┌─ DATA TO PROCESS
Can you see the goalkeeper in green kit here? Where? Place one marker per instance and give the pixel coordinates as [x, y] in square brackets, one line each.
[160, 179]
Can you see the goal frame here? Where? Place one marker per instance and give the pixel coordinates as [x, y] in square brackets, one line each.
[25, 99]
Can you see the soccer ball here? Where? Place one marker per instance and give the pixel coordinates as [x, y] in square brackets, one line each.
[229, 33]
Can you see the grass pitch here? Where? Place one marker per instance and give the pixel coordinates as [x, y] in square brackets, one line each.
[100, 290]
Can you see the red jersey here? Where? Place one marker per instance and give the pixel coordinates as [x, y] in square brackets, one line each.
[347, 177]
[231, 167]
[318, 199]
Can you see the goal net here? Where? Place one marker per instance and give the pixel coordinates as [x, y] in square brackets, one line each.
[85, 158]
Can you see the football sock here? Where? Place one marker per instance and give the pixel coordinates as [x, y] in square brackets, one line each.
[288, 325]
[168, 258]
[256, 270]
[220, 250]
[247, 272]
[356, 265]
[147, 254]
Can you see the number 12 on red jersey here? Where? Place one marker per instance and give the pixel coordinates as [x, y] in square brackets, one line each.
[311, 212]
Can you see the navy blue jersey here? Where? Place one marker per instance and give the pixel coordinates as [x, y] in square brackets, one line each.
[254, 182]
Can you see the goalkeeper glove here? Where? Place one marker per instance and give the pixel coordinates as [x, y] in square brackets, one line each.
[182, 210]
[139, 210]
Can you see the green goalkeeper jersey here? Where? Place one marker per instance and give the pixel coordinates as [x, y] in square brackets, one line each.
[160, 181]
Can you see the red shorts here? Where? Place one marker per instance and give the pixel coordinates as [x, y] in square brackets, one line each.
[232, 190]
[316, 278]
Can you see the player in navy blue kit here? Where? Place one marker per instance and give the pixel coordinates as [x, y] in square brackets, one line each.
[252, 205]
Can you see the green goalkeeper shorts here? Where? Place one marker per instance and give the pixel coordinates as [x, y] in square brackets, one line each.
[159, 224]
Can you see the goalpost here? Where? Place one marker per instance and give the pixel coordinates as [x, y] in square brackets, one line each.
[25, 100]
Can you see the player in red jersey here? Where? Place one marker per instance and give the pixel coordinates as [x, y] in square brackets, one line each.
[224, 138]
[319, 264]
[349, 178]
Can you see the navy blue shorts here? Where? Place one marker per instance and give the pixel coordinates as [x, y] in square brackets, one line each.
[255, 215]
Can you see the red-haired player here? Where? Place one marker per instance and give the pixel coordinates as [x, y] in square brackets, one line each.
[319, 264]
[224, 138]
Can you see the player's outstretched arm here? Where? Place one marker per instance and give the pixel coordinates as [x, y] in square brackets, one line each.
└─
- [ASSIGNMENT]:
Repeat each line, unchanged, from the line that contains "Can you see the goalkeeper glove" to the end of the listing above.

- [ANSWER TO THIS EXERCISE]:
Can you see the goalkeeper glove here? Where? Place one marker per instance and give the pixel coordinates as [x, y] in square brackets, one line each.
[182, 210]
[139, 210]
Can you see the green goalkeeper jersey here? Where? Place one marker per instance and give the pixel coordinates as [x, y] in square brackets, one line each.
[160, 181]
Can you see the red shorts here? Where? Place one marker per instance and give the pixel coordinates as [x, y] in square brackets, one line each.
[232, 190]
[316, 278]
Can you see the player in navy blue kit here? Where? Place one marker per instance and give the pixel coordinates as [x, y] in square brackets, one line each.
[252, 205]
Can you see the green goalkeeper shorts here? Where? Place one marker per instance and give the pixel coordinates as [x, y] in square brackets, one line each.
[159, 224]
Can you see the goalpost here? Where? Place one marker per instance and give the pixel coordinates as [x, y] in square brackets, one line each.
[25, 100]
Can you see the player in red jersey here? Where? Place one marker per instance and give the pixel coordinates as [x, y] in square brackets, one line each.
[224, 138]
[319, 264]
[349, 178]
Can you see the navy blue shorts here? Where? Place one marker per instance and give the pixel coordinates as [x, y] in square brackets, one line each.
[255, 215]
Can you see the red-haired player here? Where? Place one marker per instance and give the pixel coordinates as [x, y] in square brackets, one line each.
[319, 264]
[224, 138]
Can you see the player's outstretched arm here? Where? Place one marker per instance and give the pixel coordinates as [x, y] in square brackets, one line each.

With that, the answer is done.